## Begin DATA SHOWN
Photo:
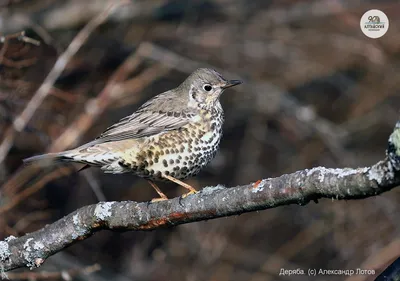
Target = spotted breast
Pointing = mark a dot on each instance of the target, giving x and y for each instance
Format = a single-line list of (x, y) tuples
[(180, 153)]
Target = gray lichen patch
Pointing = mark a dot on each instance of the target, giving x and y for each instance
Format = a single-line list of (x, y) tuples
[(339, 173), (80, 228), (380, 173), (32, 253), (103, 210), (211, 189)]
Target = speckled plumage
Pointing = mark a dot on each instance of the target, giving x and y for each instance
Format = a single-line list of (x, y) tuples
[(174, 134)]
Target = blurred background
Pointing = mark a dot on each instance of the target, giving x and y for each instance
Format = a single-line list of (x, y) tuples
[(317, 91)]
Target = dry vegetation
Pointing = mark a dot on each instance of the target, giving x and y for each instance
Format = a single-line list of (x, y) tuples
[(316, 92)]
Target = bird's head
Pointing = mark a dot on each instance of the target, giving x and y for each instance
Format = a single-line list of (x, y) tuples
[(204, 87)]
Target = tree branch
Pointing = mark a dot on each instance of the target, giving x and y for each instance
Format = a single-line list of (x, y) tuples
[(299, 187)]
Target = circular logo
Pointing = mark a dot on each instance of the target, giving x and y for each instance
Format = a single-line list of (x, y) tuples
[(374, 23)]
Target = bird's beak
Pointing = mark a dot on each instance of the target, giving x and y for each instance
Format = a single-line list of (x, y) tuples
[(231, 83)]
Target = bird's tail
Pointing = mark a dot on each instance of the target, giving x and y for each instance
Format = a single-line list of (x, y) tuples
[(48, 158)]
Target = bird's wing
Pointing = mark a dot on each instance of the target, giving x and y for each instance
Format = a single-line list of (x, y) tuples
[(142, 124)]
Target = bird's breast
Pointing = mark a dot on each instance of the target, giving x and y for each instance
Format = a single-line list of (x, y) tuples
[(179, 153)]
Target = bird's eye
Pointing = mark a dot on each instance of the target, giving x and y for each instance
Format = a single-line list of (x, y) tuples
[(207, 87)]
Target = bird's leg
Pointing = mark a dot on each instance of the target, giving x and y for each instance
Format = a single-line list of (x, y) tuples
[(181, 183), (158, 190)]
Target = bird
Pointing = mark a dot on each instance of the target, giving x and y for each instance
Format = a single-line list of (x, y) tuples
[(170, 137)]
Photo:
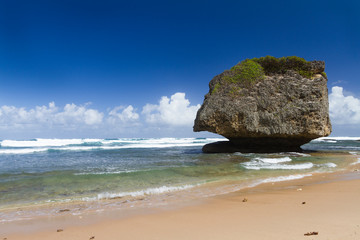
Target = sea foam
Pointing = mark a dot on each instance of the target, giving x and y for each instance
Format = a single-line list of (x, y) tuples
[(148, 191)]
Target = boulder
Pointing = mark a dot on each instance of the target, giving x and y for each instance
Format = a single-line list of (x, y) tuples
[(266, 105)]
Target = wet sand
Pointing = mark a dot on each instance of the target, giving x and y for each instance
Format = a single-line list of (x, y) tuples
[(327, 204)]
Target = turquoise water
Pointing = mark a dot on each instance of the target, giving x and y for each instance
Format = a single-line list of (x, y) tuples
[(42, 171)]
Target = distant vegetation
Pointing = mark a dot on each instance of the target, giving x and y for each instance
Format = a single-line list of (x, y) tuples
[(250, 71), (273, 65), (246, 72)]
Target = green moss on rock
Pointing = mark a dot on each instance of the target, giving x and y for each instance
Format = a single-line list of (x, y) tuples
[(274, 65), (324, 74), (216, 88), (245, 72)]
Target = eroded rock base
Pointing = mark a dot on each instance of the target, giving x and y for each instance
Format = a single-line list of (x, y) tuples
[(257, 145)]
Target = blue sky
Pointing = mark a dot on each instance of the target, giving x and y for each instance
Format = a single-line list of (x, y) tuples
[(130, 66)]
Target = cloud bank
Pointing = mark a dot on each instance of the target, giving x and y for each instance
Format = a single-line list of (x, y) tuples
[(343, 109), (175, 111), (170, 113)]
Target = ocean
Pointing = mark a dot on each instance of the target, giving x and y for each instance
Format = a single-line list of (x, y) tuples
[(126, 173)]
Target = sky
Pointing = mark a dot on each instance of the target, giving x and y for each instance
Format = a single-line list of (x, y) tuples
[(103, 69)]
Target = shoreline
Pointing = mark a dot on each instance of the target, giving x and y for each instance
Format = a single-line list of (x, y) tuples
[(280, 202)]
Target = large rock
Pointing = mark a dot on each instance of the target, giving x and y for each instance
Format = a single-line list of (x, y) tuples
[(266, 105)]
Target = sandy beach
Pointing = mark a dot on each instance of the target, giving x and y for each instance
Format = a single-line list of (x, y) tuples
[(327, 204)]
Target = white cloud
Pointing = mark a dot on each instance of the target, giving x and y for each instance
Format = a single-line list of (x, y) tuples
## End DATA SHOWN
EXERCISE OBJECTIVE
Retype all of the lines above word for word, omitting the pictures from your answer.

COMPLETED EXERCISE
Photo:
Target = spotted breast
Pointing = mark a dot on each instance of the target, giving x and y for each instance
Format = a single-line list of (x, y) tuples
[(180, 153)]
Target = gray lichen patch
Pointing = mark a dot on each instance of the target, giving x and y for each instance
Format = a single-line list of (x, y) tuples
[(339, 173), (80, 228), (380, 173), (32, 253), (103, 210), (211, 189)]
Target = speckled plumage
Pointing = mark a dot on each instance of the target, giving x and y for each instance
Format = a single-line list of (x, y) tuples
[(174, 134)]
Target = blurred background
Pointing = mark a dot on each instance of the target, giving x and y for each instance
Format = a single-line list of (x, y) tuples
[(317, 91)]
Target = dry vegetation
Pointing = mark a dot on each instance of the target, giving x and y for each instance
Format = a single-line list of (x, y) tuples
[(316, 92)]
Target = bird's head
Pointing = mark a dot on each instance of the target, giving x and y for each instance
Format = a single-line list of (x, y) tuples
[(204, 87)]
Target = tree branch
Pointing = mark a dot on each instance of the target, giving x and y for each instance
Format = a single-line list of (x, y) tuples
[(299, 187)]
Target = circular logo
Pointing = mark a dot on each instance of the target, giving x and y for each instance
Format = a single-line list of (x, y) tuples
[(374, 23)]
Target = bird's beak
Pointing = mark a dot on each instance of the target, giving x and y for each instance
Format = a single-line list of (x, y) tuples
[(231, 83)]
Target = bird's tail
Pointing = mark a dot on each instance of the target, giving x and y for each instance
Format = a single-line list of (x, y) tuples
[(48, 158)]
Target = bird's wing
Pointing = mark a dot on each instance of the target, giving x and y for each instance
Format = a single-line list of (x, y) tuples
[(142, 124)]
Target = bird's breast
Pointing = mark a dot on each instance of the target, giving x and y for each instance
Format = a single-line list of (x, y) tuples
[(179, 153)]
Target = bird's eye
Pointing = mark a dot on each instance of the target, giving x and y for each instance
Format = a single-line list of (x, y) tuples
[(207, 87)]
Target = bird's leg
Pointing = mark a dot on each instance of the target, giving x and y for each instance
Format = a single-line list of (x, y) tuples
[(181, 183), (158, 190)]
Target = bird
Pointing = mark a dot on each instance of the target, giving x and y for each instance
Format = a single-line list of (x, y) tuples
[(170, 137)]
Photo:
Target = sea foam
Pointing = mark a dot on each instance of the target, giving x and y for each instance
Format = a single-line list of (x, y) tuples
[(148, 191)]
Target = boulder
Pointing = mark a dot on each instance of the target, giving x and y for each instance
Format = a single-line list of (x, y) tuples
[(266, 105)]
Target = wet sand
Pointing = mark a dot on each instance of the target, giving x and y for each instance
Format = a single-line list of (x, y) tuples
[(327, 204)]
Target = turquoise water
Pointing = mark a dot on each instance of the target, giving x and y for each instance
Format = a single-line list of (x, y) tuples
[(42, 171)]
Target = distant vegetation
Pointing = mark a dot on each instance of the target, giving x and y for each instance
Format = a single-line list of (x, y) tuples
[(250, 71), (273, 65), (246, 72)]
Target = green moss on rock
Pointing = mark a dot on each instance of the target, giving x and y for each instance
Format = a single-line list of (x, y) tuples
[(274, 65), (324, 74), (216, 88), (245, 72)]
Target = eroded rock base
Pointing = mark a dot on each instance of the target, giving x and y for each instance
Format = a single-line list of (x, y) tuples
[(257, 145)]
Target = blue sky
Pointing = mark a dot on each instance of the target, giving x and y for each instance
Format = a single-line list of (x, y) tuples
[(130, 66)]
Target = cloud bank
Pointing = mark a dot on each instance of the target, giving x and y for each instance
Format = a single-line list of (x, y) tuples
[(343, 109), (175, 111), (170, 113)]
Target = ocean
Pointing = mark a dot on each instance of the target, giving x and y for each instance
Format = a single-line list of (x, y) tuples
[(126, 173)]
Target = sky
Pointing = mark a dot on each instance of the target, giving x and y for each instance
Format = a single-line list of (x, y) tuples
[(103, 69)]
Target = shoreline
Pointing = mark a dot on each instance of the target, giving x and y for each instance
Format = a single-line list of (x, y) tuples
[(280, 202)]
Target = large rock
Pointing = mark a dot on each instance of the target, giving x and y for each instance
Format = a single-line list of (x, y) tuples
[(266, 105)]
Target = sandy beach
Pointing = mark a dot on each instance of the target, giving x and y for each instance
Format = a single-line list of (x, y) tuples
[(327, 204)]
Target = white cloud
Pointing = mark a dot on each instance of the target, giving x and y for each instance
Format = a single-line list of (x, y) tuples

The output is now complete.